Aveugle à  l'âge de 8 ans suite à un accident,  il s’engagera dans la résistance française et sera responsable au sein des mouvements Volontaires de la Liberté ; il sera pour cela déporté à Buchenwald en 1944-1945.

Après la guerre, il deviendra  professeur de littérature et de philosophie aux États-Unis.

Le 8 mai 1952, il rencontre Georges Saint-Bonnet, dont il sera très proche jusqu'à sa mort en 1963. Il raconte sa fascination pour ce personnage, qui fut son ami, son médecin et son « Maître »21, dans un livre paru en 1964, Georges Saint-Bonnet, maître de joie. (source WIKI)

Dans son livre Et la lumière fut Jacques Lusseyran explique comment être aveugle fut pour lui une grande surprise car il découvrit que la lumière ETAIT EN LUI.

================

> [CONSIGNE 1]:
Dites si chaque affirmation est conforme au texte sur Jacques Lusseyran : répondez par oui ou non et citez mot pour mot les termes du texte qui permettent de trancher. (a) Après la guerre, il a enseigné aux États-Unis. (b) Il a été déporté à Dachau. (c) Il a rencontré Georges Saint-Bonnet en 1963.
> [CONSIGNE 2]:
Extrayez du texte sur Jacques Lusseyran le passage situé entre « Le 8 mai 1952, il » et « ETAIT EN LUI. », ces mots compris.
> [CONSIGNE 3]:
Poursuivez le texte sur Jacques Lusseyran à partir de sa dernière phrase.

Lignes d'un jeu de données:
================

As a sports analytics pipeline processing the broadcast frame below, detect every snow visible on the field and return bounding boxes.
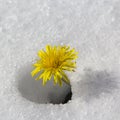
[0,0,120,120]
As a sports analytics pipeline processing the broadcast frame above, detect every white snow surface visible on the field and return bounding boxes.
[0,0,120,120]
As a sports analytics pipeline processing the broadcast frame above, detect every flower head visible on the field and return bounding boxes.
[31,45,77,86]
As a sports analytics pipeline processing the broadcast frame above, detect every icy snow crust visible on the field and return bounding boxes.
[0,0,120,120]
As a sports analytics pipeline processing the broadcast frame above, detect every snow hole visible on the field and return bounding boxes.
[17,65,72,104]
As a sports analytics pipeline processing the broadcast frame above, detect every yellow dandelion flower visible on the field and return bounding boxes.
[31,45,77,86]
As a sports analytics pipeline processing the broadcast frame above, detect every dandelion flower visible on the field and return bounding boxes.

================

> [RÉPONSE ATTENDUE 1]:
(a) Oui : « professeur de littérature et de philosophie aux États-Unis ».
(b) Non : « il sera pour cela déporté à Buchenwald en 1944-1945 ».
(c) Non : « Le 8 mai 1952, il rencontre Georges Saint-Bonnet ».

> [RÉPONSE ATTENDUE 2]:
Le 8 mai 1952, il rencontre Georges Saint-Bonnet, dont il sera très proche jusqu'à sa mort en 1963. Il raconte sa fascination pour ce personnage, qui fut son ami, son médecin et son « Maître »21, dans un livre paru en 1964, Georges Saint-Bonnet, maître de joie. (source WIKI)

Dans son livre Et la lumière fut Jacques Lusseyran explique comment être aveugle fut pour lui une grande surprise car il découvrit que la lumière ETAIT EN LUI.

> [RÉPONSE ATTENDUE 3]:
lusseyran

 "Cela ne ressemblait à rien de ce que je pouvais imaginer. Cela ne ressemblait pas davantage à ce que les gens autour de moi semblaient penser que c’était. On me disait qu’être aveugle, cela consistait à ne pas voir. Je ne pouvais pas croire les gens, car moi je voyais."

   " Au fond, je regardais trop loin, et je regardais trop vers l’extérieur.

   Ce fut beaucoup plus qu’une découverte : ce fut une révélation. Je me revois encore dans le Champ-de-Mars où, quelques jours après mon accident, mon père m’avait emmené en promenade. Je connaissais bien ce jardin. Je connaissais ses bassins, ses grilles, ses chaises de fer. (…) Je crus un instant le monde perdu. Je jetai mes yeux en avant comme des mains dans le vide. Rien ne s’approchait plus, rien ne s’éloignait plus de moi. Les distances exténuées se chevauchaient ; elles ne jalonnaient plus l’espace de leurs petits rayons clignotants. Tout semblait épuisé, éteint, et je fus pris de peur. Je me jetais en avant dans une substance qui était l’espace, mais que je ne reconnaissais pas car rien d’accoutumé ne l’emplissait plus.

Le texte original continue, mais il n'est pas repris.